■ **Brief**
Exact copies of all the records are to be printed.

■ **Data to examine**
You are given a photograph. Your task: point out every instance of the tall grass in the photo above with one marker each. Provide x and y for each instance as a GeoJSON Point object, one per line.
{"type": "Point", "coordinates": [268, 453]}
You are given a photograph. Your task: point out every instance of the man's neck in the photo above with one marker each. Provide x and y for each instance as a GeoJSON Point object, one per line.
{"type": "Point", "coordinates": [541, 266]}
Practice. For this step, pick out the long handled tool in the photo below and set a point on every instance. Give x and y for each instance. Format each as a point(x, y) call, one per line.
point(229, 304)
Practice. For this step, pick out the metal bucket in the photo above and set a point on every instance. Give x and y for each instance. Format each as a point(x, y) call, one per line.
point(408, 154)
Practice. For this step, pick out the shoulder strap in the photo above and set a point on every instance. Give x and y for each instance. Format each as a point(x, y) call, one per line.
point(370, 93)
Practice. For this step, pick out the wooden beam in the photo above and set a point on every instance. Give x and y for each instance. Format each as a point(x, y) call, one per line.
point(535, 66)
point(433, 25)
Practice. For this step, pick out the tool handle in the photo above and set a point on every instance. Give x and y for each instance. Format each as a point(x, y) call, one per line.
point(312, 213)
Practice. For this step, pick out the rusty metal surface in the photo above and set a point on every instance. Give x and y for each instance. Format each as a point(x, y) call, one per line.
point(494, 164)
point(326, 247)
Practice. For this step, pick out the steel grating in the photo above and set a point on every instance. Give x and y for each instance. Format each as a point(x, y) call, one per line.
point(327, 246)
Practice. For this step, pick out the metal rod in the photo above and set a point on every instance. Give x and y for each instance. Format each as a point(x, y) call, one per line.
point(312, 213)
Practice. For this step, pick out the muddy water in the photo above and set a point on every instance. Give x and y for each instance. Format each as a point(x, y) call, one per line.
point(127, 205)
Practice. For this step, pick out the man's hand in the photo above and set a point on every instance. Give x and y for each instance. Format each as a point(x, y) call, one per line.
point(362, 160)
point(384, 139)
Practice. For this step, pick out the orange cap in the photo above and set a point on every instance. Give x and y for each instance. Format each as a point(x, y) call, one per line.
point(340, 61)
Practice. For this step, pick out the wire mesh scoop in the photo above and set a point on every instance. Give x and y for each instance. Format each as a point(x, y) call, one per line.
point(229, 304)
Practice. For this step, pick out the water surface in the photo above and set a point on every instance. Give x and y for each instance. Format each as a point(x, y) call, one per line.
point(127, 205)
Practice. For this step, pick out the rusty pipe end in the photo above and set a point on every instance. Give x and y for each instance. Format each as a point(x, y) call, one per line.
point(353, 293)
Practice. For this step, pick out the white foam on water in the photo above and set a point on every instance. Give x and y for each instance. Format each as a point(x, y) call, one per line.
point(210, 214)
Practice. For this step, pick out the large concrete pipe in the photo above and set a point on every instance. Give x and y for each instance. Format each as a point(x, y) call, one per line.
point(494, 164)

■ **Problem solution**
You are given a photograph. Your task: point out every instance of the tall grass in the photo above with one marker each. Provide x and y for each instance as a GeoJSON Point object, one per line.
{"type": "Point", "coordinates": [268, 453]}
You are given a photograph. Your task: point out every instance of the man's neck in the photo above with one marker each. Provide x and y for each instance as a GeoJSON Point object, one per line.
{"type": "Point", "coordinates": [541, 266]}
Practice. For this step, pick out the long handled tool in the photo below and set a point on every instance. Give x and y for each instance. Format each as a point(x, y) call, one per line.
point(229, 304)
Practice. For this step, pick out the metal bucket in the photo above and set a point on every instance. Give x and y for each instance. Format each as a point(x, y) call, one per line.
point(408, 154)
Practice. For this step, pick out the shoulder strap in the photo above and set a point on every instance. Give x and y for each instance. Format each as a point(x, y) call, one per line.
point(370, 93)
Practice. For this step, pick out the wooden beam in the photo above and set a point on every instance. Give x and y for each instance. Format each as a point(x, y) call, one per line.
point(535, 66)
point(433, 25)
Practice. For this step, pick out the tool handle in the photo above and set a point on every instance. Give x and y for each instance. Format each as a point(x, y) call, one per line.
point(312, 213)
Practice. For this step, pick out the rusty metal surface in the photo above and set a point on every instance. Give x and y for each instance. Format each as a point(x, y) call, one per line.
point(494, 164)
point(326, 247)
Practice. For this step, pick out the steel grating in the photo above and set a point on every instance. Give x and y for each instance. Format each as a point(x, y) call, one per line.
point(327, 246)
Practice. For this step, pick out the metal rod in the photo above and set a point on every instance. Give x and y for each instance. Format each as a point(x, y) call, one per line.
point(312, 213)
Practice. For this step, pick out the muddy water in the photo above and set a point on every instance. Give x and y for each instance. Format each as a point(x, y) call, one per line.
point(127, 205)
Practice. For this step, pick out the man's hand in the photo above and set a point on every instance. Give x and y for each instance. Format each as a point(x, y) call, one per line.
point(362, 160)
point(384, 139)
Practice. For this step, pick out the orange cap in the photo above and set a point on every instance. Give x and y for each instance. Format each as a point(x, y) call, one per line.
point(340, 61)
Practice. For this step, pick out the wire mesh scoop in the photo above and set a point on every instance. Give x and y for each instance. Format each as a point(x, y) call, one per line.
point(229, 304)
Practice. For this step, pick out the water surface in the photo above and set a point on every instance. Give x and y for each instance. Format each as a point(x, y) call, one per line.
point(127, 205)
Practice. For this step, pick out the rusty pipe end in the photo above and set a point on every instance. Give x and y for each instance. Format each as a point(x, y) call, one per line.
point(353, 293)
Practice. For this step, pick out the white foam on water in the photo above and set a point on every instance. Give x and y for each instance. Format each as a point(x, y) call, one per line.
point(210, 214)
Practice. For this step, pick out the large concrete pipe in the photo above and set a point on every instance. Give x and y for each instance. Format each as a point(x, y) call, one per line.
point(494, 164)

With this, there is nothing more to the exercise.